> [Provided text]
————————

Each year, Ohio Farm Bureau crafts top priority issues impacting growers around the state.  

Brandon Kern, senior director of state and national policy, says OFBF board of trustees came up with the Ohio Agriculture and Rural Communities Action Plan to summarize those priorities.

“This year we presented to policymakers what we’re calling our Ohio Agriculture and Rural Communities Action Plan and it was devised as being able to take definitive steps to help improve the farm economy and help improve rural economies coming out of COVID-19,” he says. “With all the challenges we faced and a shutdown of many small businesses in rural communities and some of the challenges that farmers faced with logistics and supply chain issues, this was devised to take a look at that situation and provide really direct recommendations and action steps that policy makers could take to help recover.”

————————

> [Records provided]

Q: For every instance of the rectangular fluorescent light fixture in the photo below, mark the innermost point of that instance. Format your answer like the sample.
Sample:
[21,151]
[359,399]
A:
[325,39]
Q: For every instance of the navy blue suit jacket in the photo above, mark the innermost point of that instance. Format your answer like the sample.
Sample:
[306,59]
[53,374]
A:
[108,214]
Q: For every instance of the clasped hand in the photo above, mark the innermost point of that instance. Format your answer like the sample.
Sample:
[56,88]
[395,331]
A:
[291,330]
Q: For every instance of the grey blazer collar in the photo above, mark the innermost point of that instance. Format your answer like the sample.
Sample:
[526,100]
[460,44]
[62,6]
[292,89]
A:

————————

> [Problems to work on]
a: List every proper name, counting abbreviations, that appears in the Farm Bureau passage.
b: Repeat word for word the part of the Farm Bureau passage starting at "Brandon Kern, senior" and ending at "summarize those priorities.".

> [Outputs by task]
a:
- Ohio Farm Bureau
- Brandon Kern
- OFBF
- Ohio Agriculture and Rural Communities Action Plan
- COVID-19

b:
Brandon Kern, senior director of state and national policy, says OFBF board of trustees came up with the Ohio Agriculture and Rural Communities Action Plan to summarize those priorities.